Which of the lines below contain the word "bread"? Select each of them and copy it out in full.

__Material to process__:
--------------------

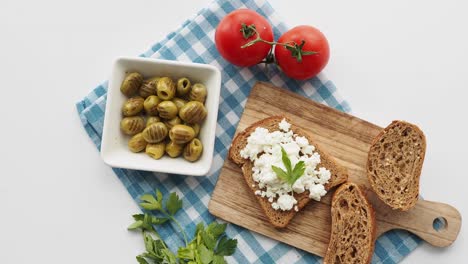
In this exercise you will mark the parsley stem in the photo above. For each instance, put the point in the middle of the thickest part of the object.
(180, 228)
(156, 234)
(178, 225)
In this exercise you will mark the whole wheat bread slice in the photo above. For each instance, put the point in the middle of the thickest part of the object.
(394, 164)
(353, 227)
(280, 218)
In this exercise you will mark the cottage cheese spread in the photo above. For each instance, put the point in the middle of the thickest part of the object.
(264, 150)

--------------------

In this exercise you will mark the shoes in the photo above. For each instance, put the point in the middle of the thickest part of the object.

--------------------

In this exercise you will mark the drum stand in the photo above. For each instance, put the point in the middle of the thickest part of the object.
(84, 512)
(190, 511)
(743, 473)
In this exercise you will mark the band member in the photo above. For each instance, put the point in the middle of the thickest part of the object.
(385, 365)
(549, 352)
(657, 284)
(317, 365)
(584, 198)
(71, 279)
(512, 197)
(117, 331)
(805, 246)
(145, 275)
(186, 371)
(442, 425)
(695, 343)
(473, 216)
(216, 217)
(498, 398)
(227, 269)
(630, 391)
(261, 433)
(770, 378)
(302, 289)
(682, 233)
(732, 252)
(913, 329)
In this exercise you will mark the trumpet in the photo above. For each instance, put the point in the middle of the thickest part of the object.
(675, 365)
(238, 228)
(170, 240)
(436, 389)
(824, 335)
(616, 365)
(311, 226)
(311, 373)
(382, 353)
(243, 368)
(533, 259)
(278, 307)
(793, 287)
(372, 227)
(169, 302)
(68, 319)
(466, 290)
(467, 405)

--------------------

__Solution below__:
In this exercise you will mark the whole wheat bread slice in the photo above. For each instance, put the point in the middle of the thickest part of the object.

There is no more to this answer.